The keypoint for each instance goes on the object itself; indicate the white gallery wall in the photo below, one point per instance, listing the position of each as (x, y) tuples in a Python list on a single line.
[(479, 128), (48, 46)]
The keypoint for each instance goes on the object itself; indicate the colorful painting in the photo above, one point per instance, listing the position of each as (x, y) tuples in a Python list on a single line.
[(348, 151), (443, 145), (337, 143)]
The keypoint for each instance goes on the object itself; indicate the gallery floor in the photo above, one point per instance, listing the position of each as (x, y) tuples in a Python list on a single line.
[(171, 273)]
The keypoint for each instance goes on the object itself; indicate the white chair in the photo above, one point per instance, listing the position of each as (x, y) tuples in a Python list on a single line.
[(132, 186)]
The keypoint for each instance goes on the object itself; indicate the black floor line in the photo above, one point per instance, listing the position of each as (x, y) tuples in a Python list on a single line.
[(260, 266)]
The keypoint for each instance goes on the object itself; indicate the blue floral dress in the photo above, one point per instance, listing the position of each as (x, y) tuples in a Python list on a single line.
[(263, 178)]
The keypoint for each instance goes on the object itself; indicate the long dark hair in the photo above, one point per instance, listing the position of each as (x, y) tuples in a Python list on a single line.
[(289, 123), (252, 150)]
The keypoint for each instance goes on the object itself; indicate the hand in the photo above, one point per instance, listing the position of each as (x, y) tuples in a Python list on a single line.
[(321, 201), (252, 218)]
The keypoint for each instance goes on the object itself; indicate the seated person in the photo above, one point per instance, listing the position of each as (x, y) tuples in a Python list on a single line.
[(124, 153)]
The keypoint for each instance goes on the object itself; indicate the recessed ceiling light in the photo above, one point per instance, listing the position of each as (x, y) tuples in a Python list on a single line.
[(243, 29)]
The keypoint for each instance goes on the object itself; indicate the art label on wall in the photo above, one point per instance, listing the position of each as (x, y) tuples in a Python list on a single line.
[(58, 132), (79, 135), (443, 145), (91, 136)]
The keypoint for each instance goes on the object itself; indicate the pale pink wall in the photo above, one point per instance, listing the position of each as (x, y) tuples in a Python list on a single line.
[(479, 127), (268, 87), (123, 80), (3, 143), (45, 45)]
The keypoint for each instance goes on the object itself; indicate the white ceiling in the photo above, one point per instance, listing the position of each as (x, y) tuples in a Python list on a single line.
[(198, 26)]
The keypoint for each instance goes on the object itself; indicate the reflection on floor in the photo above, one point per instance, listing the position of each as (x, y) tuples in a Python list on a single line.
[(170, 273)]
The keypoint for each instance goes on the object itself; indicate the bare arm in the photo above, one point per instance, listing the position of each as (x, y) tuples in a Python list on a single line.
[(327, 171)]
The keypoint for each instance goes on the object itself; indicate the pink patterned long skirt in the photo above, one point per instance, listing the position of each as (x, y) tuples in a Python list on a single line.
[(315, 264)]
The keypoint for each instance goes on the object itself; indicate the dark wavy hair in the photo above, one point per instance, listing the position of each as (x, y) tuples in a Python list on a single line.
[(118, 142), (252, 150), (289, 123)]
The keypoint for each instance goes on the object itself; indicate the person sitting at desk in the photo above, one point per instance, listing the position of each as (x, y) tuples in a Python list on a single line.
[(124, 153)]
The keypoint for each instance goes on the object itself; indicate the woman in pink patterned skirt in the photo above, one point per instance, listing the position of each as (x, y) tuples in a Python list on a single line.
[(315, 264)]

> **Task description**
Exactly reproduce the lines beginning with the one that contains "indicate the bare" and ending with the last line of the material, both included. Leave out everything else.

> **Your response**
The keypoint for each instance goes on the object itself; indicate the bare arm in the photo above, one point per instance, listing the position of each as (x, y) tuples in a Python list on a single line.
[(327, 171)]
The keypoint for each instance goes on the object itself; indicate the pink patterned long skirt in the photo above, one point per instance, listing the position of each as (x, y) tuples in a Python list on a single line.
[(315, 264)]
The keypoint for each instance goes on the object itself; indicate the dark wavy hair in the photo above, one point per instance, listing the position of each as (x, y) tuples in a Python list on a single line.
[(118, 142), (252, 150), (289, 123)]
The keypoint for each instance goes on the object itself; indicate the person sitting at desk in the photo above, one point per instance, listing the position of each as (x, y) tuples in a Python list on a single line.
[(124, 153)]
The keypoint for each instance goes on the object itself; indicate the woman in pink patterned skirt in the photo above, one point per instance, listing the position of each as (x, y) tuples in a Python list on a single line.
[(315, 264)]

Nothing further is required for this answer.